Extracted entries Block Start

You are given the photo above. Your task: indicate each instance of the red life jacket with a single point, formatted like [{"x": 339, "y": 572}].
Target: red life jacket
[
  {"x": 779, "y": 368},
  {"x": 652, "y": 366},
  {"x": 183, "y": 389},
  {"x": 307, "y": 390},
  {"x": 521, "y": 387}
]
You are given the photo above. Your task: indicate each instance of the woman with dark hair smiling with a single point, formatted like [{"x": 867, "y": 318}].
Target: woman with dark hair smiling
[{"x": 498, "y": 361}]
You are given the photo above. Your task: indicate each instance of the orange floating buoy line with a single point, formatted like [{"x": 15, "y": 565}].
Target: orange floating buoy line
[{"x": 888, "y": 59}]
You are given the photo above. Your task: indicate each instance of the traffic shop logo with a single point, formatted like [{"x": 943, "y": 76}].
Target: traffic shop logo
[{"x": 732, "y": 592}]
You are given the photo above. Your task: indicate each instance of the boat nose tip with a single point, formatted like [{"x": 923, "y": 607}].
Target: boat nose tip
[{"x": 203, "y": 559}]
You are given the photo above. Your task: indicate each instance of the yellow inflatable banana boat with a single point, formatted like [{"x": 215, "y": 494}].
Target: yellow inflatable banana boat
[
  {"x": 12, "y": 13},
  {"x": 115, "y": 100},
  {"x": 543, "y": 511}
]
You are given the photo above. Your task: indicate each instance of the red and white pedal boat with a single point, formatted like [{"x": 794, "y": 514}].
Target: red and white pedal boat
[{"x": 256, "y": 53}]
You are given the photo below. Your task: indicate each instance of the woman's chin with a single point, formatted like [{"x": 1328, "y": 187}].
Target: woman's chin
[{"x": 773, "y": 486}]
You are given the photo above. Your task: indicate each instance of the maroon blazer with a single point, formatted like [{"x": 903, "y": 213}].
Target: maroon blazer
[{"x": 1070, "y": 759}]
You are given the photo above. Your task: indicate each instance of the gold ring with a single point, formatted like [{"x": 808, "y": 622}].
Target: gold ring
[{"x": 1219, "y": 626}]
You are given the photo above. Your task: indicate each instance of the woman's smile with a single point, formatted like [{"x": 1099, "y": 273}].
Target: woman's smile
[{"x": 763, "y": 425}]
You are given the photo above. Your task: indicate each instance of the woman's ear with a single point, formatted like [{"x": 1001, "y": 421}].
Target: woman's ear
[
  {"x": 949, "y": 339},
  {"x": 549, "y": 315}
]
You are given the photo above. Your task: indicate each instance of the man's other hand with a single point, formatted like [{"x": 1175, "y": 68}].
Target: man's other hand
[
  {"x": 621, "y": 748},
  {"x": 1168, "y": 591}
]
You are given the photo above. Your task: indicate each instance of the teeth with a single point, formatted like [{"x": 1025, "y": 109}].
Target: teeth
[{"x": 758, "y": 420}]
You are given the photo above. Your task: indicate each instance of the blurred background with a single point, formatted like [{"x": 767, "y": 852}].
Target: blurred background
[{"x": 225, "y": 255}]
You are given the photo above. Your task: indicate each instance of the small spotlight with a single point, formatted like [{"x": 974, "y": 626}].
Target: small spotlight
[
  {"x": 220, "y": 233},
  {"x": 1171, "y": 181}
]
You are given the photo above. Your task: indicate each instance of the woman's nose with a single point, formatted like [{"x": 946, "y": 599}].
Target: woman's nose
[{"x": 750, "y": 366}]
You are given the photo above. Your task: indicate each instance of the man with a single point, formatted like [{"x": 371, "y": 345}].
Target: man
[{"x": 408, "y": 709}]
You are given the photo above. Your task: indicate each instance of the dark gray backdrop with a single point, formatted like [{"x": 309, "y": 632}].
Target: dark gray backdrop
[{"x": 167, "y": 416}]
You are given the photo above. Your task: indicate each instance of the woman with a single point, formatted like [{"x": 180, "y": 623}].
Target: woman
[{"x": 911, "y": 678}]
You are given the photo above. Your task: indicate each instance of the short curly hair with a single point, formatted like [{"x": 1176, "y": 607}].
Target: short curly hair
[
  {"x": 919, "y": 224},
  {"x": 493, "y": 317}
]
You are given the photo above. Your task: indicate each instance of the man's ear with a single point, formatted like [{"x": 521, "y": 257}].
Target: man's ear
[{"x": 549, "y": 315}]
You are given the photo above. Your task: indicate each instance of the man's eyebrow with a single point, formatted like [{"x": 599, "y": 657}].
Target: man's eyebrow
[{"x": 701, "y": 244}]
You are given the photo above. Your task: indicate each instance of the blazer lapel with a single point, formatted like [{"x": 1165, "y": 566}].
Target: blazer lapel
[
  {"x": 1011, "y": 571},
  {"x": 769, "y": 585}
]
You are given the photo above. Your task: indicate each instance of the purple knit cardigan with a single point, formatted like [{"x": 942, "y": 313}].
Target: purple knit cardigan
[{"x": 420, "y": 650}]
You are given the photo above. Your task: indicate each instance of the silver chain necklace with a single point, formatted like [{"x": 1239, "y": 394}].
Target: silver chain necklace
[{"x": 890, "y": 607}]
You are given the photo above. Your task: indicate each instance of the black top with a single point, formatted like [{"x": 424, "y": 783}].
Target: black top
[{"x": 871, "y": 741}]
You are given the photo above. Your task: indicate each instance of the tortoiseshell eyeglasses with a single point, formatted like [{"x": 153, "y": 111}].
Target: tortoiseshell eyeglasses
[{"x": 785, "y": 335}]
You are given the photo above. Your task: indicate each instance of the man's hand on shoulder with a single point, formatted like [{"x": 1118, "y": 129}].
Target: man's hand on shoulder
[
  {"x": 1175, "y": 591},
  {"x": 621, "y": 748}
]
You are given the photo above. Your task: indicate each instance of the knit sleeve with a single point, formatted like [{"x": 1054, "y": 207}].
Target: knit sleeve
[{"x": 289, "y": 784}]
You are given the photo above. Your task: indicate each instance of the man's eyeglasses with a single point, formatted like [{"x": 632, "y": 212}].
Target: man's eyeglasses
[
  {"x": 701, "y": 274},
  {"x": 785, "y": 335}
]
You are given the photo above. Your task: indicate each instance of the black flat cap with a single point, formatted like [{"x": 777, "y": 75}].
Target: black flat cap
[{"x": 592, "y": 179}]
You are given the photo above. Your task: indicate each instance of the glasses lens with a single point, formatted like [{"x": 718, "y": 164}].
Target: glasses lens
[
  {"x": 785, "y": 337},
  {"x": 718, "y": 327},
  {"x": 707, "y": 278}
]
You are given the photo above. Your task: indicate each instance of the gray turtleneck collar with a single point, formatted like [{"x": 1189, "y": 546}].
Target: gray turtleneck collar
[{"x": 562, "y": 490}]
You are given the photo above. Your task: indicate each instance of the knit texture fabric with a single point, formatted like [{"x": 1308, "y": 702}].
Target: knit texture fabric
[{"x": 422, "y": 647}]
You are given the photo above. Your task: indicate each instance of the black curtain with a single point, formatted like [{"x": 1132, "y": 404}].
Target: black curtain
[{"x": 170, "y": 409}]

Extracted entries Block End

Instructions to follow - Output the data in full, exactly as it stands.

Result -
You are given the photo above. Your task: indicate each instance of the red life jacket with a single point, formatted like [{"x": 339, "y": 572}].
Target: red life jacket
[
  {"x": 779, "y": 368},
  {"x": 652, "y": 366},
  {"x": 183, "y": 389},
  {"x": 307, "y": 390},
  {"x": 521, "y": 387}
]
You are given the photo above. Your task: indicate each instance of the woman with dark hair smiling with a single point, formatted like [{"x": 867, "y": 318}].
Target: woman with dark hair smiling
[{"x": 498, "y": 361}]
You are given the photo above. Your task: indicate each instance of the orange floating buoy line with a single point, formatted like [{"x": 15, "y": 565}].
Target: orange floating buoy line
[{"x": 888, "y": 59}]
You are given the photo above. Your task: indicate each instance of the traffic shop logo with a single point, formatted like [{"x": 943, "y": 76}].
Target: traffic shop logo
[{"x": 732, "y": 592}]
You are given the photo above. Your task: indicate each instance of the boat nose tip with a single point, formatted like [{"x": 923, "y": 607}].
Target: boat nose tip
[{"x": 203, "y": 559}]
You are given the photo above. Your task: indicate each instance of the yellow inflatable banana boat with a single point, formatted like [{"x": 215, "y": 494}].
Target: yellow inflatable banana boat
[
  {"x": 12, "y": 13},
  {"x": 115, "y": 100},
  {"x": 543, "y": 511}
]
You are given the photo above. Your task: indicate each instance of the red and white pedal boat with a single point, formatted like [{"x": 794, "y": 514}].
Target: red and white pedal boat
[{"x": 256, "y": 53}]
You are given the photo below. Your task: indicate each instance of the woman's chin with a single point, formatted like [{"x": 1328, "y": 187}].
Target: woman's chin
[{"x": 773, "y": 486}]
You are given the photo above. Your task: indicate each instance of the maroon blazer with a single point, formatted like [{"x": 903, "y": 213}].
Target: maroon blazer
[{"x": 1070, "y": 759}]
You are given the photo above. Your task: indicate each instance of the gold ring with a single point, formatted like [{"x": 808, "y": 622}].
Target: gold ring
[{"x": 1219, "y": 626}]
You are given the photo above. Your task: indicate each instance of the woman's smile with a single point, formatted like [{"x": 1099, "y": 273}].
Target: woman's smile
[{"x": 763, "y": 425}]
You are given the photo above. Your task: indicate each instance of the woman's ear with a single point, formatted like [{"x": 1001, "y": 421}].
Target: woman's ear
[
  {"x": 949, "y": 339},
  {"x": 549, "y": 315}
]
You are given the photo above. Your task: indicate each instance of the man's other hand with a single point, formatted like [{"x": 1175, "y": 68}].
Target: man's other hand
[
  {"x": 621, "y": 748},
  {"x": 1168, "y": 591}
]
You are given the photo above. Your task: indicate each instance of the teeth with a single point, formatted like [{"x": 1025, "y": 109}].
Target: teeth
[{"x": 758, "y": 420}]
You are given the photo above. Your task: indicate each instance of the blurred background with a single point, formatted like [{"x": 767, "y": 852}].
Target: blurred background
[{"x": 225, "y": 255}]
You are given the photo above. Your task: indicate each instance of the small spotlight with a single point, formatted like [{"x": 974, "y": 626}].
Target: small spotlight
[
  {"x": 220, "y": 233},
  {"x": 1171, "y": 181}
]
You are given the photo above. Your task: indicate each instance of the woman's nose with a single point, formatted like [{"x": 946, "y": 599}].
Target: woman's nose
[{"x": 750, "y": 366}]
You are given the photo above. Your task: indicate each instance of the man with a single point, formatted like [{"x": 371, "y": 345}].
Target: man
[{"x": 408, "y": 709}]
You are given the photo above. Your task: indicate each instance of the dark gray backdrop with a single point, formatted like [{"x": 309, "y": 632}].
Target: dark gray backdrop
[{"x": 167, "y": 416}]
You are given the photo above. Your task: indicate each instance of the woman with a single point, formatted like [{"x": 180, "y": 623}].
Target: woman
[{"x": 911, "y": 678}]
You are given the photo above. Your task: indicate each instance of the short curly hair with a single point, formatted like [{"x": 1176, "y": 607}].
Target: short curly hair
[
  {"x": 919, "y": 224},
  {"x": 493, "y": 317}
]
You are given the photo above. Your task: indicate each instance of the man's ear with a single point, formatted like [{"x": 521, "y": 257}].
Target: man's ear
[{"x": 549, "y": 315}]
You are given the photo above. Your task: indicate each instance of the man's eyebrow with a single point, formatted like [{"x": 599, "y": 657}].
Target: man's eyebrow
[{"x": 701, "y": 244}]
You are given the photo above. Your task: indicate each instance of the blazer lapel with a single point, formatted like [{"x": 1165, "y": 566}].
Target: blazer lapel
[
  {"x": 1011, "y": 571},
  {"x": 769, "y": 585}
]
You are given the photo above. Your task: indicate each instance of the purple knit cardigan with a single point, formatted like [{"x": 942, "y": 313}].
Target: purple knit cardigan
[{"x": 420, "y": 650}]
You are given the photo above. Your task: indicate each instance of the silver chain necklace with a single point, formatted like [{"x": 1239, "y": 394}].
Target: silver chain necklace
[{"x": 890, "y": 607}]
You are given the photo above. Your task: indicate each instance of the black top with a single point, formatted like [{"x": 424, "y": 783}].
Target: black top
[{"x": 871, "y": 741}]
You are given the photo above. Your task: indicate each instance of the tortoiseshell eyeglasses with a single point, formatted like [{"x": 153, "y": 111}].
Target: tortoiseshell eyeglasses
[{"x": 785, "y": 335}]
You are given the photo above. Your task: indicate each instance of the man's hand on shoulder with a single point, formatted like [{"x": 1118, "y": 129}].
Target: man's hand on shoulder
[
  {"x": 1175, "y": 591},
  {"x": 621, "y": 748}
]
You are given the photo above. Your task: indicate each instance of the knit sleeve with a single point, formatted like [{"x": 1054, "y": 207}].
Target: knit sleeve
[{"x": 289, "y": 784}]
You are given the photo above. Your task: indicate each instance of the man's eyeglasses with a single point, formatted like [{"x": 632, "y": 212}].
Target: man's eyeglasses
[
  {"x": 701, "y": 274},
  {"x": 785, "y": 335}
]
You are given the photo above. Your task: indicate each instance of the black flat cap with a single point, formatted like [{"x": 777, "y": 75}].
Target: black flat cap
[{"x": 592, "y": 179}]
You are given the photo above. Your task: indicate each instance of the glasses lens with a single point, formatted like [{"x": 718, "y": 164}].
Target: glasses lens
[
  {"x": 785, "y": 337},
  {"x": 718, "y": 327},
  {"x": 707, "y": 278}
]
You are given the photo above. Your task: indicate each instance of the gray turtleneck collar with a single point, formatted like [{"x": 1189, "y": 546}].
Target: gray turtleneck collar
[{"x": 562, "y": 490}]
You are given the photo above. Your task: indicate each instance of the knit texture fabric with a single point, formatted like [{"x": 1308, "y": 702}].
Target: knit texture fabric
[{"x": 422, "y": 647}]
You are given the photo above. Your task: indicate each instance of the black curtain with a single point, formatted like [{"x": 1132, "y": 404}].
Target: black curtain
[{"x": 170, "y": 409}]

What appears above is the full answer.